OBJECTIVE: Copy out every item below, swapping "shrub" for "bush" wherever it appears and changing nothing else. Omit the pictures from your copy.

Object position labeling entries:
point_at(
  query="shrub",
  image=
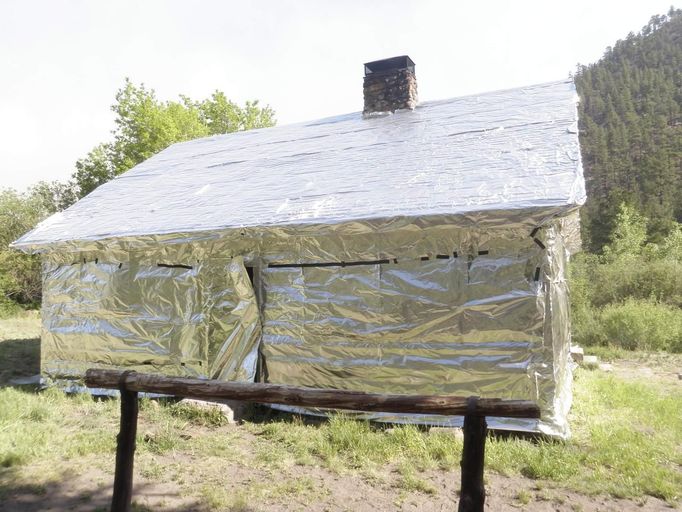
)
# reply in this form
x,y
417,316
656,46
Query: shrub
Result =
x,y
632,325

RESULT OF THE TASK:
point_at(
  query="bush",
  image=
)
# reply in this form
x,y
417,316
656,46
Query: bush
Result =
x,y
632,325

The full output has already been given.